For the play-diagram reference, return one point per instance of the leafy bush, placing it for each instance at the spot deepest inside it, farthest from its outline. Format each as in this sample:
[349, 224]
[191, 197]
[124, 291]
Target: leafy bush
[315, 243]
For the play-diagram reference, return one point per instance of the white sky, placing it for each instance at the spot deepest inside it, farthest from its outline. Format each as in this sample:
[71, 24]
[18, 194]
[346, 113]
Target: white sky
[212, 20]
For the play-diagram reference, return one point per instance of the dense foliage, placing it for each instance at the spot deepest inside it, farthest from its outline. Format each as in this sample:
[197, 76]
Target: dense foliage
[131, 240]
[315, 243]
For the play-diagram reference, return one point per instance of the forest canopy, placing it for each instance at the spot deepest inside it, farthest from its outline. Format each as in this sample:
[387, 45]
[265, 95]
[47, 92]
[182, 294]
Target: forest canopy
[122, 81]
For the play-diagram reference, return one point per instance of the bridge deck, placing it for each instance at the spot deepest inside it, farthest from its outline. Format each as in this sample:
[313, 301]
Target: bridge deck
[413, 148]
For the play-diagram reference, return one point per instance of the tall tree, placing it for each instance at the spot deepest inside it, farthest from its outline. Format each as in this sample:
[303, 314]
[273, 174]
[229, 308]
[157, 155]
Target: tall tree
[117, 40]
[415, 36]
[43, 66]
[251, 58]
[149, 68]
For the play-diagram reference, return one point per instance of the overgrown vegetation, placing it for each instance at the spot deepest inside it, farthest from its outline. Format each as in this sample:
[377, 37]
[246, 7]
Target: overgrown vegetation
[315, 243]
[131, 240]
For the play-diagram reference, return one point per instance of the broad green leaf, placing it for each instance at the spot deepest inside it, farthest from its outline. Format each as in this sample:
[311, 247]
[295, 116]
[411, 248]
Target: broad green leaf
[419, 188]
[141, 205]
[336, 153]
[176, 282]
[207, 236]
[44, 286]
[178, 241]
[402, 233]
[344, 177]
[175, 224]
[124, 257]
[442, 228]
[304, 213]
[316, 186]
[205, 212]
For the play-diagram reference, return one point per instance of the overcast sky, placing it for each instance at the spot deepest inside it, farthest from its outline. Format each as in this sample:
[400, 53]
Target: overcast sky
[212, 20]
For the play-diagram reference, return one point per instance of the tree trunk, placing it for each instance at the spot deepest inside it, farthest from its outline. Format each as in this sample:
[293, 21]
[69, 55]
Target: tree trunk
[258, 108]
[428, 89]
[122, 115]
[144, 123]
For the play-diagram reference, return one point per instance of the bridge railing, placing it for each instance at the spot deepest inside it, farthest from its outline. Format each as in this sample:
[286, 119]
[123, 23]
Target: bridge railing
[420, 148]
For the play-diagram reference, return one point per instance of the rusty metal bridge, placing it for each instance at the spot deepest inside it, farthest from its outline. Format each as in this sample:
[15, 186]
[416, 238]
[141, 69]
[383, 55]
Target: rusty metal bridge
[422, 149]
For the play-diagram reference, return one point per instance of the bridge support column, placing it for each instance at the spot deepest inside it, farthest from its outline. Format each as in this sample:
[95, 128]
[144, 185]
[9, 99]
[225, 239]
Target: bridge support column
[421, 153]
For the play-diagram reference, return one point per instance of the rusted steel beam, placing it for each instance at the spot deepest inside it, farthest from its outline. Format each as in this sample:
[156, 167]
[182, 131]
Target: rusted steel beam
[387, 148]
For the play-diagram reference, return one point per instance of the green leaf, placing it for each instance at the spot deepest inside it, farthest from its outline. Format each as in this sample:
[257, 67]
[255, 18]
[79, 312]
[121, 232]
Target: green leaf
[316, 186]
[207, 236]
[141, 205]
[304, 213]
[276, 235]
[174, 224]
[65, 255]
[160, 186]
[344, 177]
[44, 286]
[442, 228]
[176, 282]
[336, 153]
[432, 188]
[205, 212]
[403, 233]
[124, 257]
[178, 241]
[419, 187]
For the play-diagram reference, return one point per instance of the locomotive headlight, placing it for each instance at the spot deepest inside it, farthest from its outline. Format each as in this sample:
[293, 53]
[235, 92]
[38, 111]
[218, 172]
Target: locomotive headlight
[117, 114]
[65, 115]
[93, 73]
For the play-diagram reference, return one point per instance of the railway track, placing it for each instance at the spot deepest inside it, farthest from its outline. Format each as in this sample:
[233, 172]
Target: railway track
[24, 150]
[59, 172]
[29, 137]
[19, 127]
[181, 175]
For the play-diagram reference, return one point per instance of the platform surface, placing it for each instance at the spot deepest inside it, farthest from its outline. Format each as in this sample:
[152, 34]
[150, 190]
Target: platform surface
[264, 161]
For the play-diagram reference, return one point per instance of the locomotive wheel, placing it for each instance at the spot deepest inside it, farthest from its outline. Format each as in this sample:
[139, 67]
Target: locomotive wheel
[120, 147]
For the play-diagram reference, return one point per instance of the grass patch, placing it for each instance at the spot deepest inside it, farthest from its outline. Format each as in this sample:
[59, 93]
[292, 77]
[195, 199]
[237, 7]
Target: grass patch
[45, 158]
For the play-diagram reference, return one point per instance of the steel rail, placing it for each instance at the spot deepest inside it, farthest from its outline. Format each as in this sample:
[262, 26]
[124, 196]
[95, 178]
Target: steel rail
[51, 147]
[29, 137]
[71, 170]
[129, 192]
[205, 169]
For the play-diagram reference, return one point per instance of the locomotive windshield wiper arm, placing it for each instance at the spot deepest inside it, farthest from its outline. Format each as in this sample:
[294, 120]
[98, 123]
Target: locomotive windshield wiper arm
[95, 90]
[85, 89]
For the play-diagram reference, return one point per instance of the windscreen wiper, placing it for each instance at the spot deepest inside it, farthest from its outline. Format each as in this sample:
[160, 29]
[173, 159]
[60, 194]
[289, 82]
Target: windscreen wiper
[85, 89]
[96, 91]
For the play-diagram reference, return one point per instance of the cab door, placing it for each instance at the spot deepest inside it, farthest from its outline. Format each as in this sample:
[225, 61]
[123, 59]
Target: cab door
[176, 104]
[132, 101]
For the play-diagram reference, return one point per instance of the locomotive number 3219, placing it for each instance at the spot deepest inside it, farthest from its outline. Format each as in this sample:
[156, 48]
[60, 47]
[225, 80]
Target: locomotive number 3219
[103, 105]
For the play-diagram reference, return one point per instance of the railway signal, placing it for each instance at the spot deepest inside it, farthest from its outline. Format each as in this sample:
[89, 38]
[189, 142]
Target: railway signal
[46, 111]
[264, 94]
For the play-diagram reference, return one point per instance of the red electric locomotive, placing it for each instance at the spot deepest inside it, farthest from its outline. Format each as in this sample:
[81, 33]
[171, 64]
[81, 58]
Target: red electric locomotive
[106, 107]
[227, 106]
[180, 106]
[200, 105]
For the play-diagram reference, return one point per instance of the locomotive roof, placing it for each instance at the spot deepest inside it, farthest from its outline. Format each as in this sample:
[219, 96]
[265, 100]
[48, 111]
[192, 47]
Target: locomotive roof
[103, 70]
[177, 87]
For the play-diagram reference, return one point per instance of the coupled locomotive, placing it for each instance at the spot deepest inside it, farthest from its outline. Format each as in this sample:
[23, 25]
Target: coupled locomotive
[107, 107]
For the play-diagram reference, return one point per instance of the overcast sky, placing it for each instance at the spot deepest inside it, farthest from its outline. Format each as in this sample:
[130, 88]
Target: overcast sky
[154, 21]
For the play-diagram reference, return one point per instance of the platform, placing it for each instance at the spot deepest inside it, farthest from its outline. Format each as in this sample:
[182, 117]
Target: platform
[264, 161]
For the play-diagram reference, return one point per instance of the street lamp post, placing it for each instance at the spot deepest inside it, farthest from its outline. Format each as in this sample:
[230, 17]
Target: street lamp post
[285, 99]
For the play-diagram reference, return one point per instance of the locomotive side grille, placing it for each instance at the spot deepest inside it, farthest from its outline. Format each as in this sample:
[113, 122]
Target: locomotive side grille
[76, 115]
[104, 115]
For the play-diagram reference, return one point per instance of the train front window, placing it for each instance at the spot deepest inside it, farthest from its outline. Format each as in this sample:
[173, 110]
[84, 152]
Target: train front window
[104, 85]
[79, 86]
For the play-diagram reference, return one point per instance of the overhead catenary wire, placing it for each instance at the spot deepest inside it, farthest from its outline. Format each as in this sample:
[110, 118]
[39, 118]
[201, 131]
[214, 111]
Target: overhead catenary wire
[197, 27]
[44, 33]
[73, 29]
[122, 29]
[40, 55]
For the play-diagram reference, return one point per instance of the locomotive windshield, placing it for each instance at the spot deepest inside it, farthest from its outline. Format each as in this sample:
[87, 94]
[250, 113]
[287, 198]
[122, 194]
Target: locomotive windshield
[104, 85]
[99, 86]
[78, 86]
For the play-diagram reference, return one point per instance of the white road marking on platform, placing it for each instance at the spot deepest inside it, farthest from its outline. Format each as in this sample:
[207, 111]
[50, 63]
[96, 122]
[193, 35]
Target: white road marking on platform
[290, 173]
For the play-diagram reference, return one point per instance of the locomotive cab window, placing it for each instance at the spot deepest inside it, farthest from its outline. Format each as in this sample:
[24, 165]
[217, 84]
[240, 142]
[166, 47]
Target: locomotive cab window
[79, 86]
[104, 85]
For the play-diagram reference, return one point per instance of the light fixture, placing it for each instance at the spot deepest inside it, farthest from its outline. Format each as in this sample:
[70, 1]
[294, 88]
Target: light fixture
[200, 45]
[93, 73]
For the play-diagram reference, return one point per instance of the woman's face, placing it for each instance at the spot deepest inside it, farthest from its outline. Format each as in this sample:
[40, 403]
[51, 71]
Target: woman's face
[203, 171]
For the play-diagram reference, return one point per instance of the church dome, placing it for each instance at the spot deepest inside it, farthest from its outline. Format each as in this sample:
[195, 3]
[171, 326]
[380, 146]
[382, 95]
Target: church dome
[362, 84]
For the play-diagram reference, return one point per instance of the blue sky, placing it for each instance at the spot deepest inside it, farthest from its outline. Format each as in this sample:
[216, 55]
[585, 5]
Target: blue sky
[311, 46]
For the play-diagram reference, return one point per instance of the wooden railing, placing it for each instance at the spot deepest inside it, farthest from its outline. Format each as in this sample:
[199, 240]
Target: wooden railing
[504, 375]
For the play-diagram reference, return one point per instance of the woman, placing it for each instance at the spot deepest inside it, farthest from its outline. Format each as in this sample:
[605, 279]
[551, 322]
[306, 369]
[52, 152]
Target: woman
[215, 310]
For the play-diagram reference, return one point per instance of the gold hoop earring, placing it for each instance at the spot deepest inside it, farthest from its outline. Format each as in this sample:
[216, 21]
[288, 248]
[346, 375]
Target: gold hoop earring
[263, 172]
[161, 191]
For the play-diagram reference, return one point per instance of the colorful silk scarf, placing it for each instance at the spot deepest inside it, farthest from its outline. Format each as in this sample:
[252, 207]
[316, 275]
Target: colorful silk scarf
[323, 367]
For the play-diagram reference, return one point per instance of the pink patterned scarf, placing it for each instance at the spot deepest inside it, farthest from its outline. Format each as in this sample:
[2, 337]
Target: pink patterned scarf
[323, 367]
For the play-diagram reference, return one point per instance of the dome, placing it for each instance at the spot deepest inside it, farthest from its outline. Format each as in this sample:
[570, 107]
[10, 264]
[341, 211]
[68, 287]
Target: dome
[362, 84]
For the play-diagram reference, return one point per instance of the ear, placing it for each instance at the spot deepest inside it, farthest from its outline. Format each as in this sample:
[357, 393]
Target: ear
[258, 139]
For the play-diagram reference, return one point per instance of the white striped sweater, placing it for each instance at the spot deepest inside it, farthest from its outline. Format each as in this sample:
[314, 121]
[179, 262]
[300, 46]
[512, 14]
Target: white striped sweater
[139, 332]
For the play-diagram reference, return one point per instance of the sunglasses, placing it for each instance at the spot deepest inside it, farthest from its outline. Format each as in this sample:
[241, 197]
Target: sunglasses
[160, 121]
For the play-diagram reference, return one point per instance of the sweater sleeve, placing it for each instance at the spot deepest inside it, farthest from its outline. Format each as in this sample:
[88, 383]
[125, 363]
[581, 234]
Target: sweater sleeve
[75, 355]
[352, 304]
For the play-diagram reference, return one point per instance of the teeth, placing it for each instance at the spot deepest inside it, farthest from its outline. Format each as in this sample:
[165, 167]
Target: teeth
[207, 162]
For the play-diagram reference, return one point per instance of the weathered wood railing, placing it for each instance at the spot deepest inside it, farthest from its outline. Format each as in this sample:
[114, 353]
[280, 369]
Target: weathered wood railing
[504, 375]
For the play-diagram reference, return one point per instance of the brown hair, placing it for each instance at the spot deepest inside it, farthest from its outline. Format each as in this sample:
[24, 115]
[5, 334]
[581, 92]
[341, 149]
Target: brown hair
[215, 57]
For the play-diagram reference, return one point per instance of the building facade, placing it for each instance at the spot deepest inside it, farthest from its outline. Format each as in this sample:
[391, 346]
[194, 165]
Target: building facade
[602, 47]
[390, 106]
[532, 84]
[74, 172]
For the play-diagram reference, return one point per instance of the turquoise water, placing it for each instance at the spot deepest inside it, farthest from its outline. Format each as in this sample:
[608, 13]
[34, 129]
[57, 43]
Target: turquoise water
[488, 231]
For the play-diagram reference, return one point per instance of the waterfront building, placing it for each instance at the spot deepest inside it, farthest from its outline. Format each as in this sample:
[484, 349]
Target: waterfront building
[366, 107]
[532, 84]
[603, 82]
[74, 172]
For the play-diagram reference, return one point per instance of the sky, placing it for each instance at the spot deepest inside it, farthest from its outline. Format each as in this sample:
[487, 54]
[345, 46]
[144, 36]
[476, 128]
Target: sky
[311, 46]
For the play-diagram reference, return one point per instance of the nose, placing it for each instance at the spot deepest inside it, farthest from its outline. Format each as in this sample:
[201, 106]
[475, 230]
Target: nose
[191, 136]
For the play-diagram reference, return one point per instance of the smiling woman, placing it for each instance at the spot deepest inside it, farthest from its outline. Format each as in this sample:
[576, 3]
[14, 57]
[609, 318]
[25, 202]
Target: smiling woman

────────

▸ Directions: Print exactly the lines from the one with "of the building" through the end of the data, inclusive.

▸ Answer for the task:
For the play-diagram reference, return one point per instance of the building facade, placing it for each instance at the spot deepest inside it, farthest from its outline. Format each as in this sample:
[391, 346]
[194, 165]
Target: building facade
[602, 47]
[390, 106]
[532, 84]
[74, 172]
For the play-diagram reference, return one point per instance of the turquoise water, placing it for each instance at the spot deepest inside it, farthest from its outline. Format each as in this sample:
[608, 13]
[34, 129]
[57, 43]
Target: turquoise water
[488, 231]
For the play-diagram reference, return one point per instance of the waterfront building, placing it for each instance at the spot deepest inside it, farthest from its outline. Format each as in this sample:
[484, 349]
Target: waterfront building
[366, 107]
[532, 84]
[603, 82]
[74, 172]
For the play-diagram reference, return one point per instance of the sky, placing it for each instance at the spot deepest inside it, farthest from its outline. Format each as in this sample:
[487, 54]
[345, 46]
[144, 36]
[476, 128]
Target: sky
[311, 46]
For the play-diagram reference, return one point per instance of the nose, placing it for each instance at the spot deepest inside it, farthest from its outline. Format each as in this sample:
[201, 106]
[475, 230]
Target: nose
[191, 136]
For the play-diagram reference, return one point per instance of the smiling woman, placing it for each instance at the spot deepest inside it, farthest from its outline. Format each as in this sample:
[576, 3]
[14, 57]
[609, 318]
[25, 202]
Target: smiling woman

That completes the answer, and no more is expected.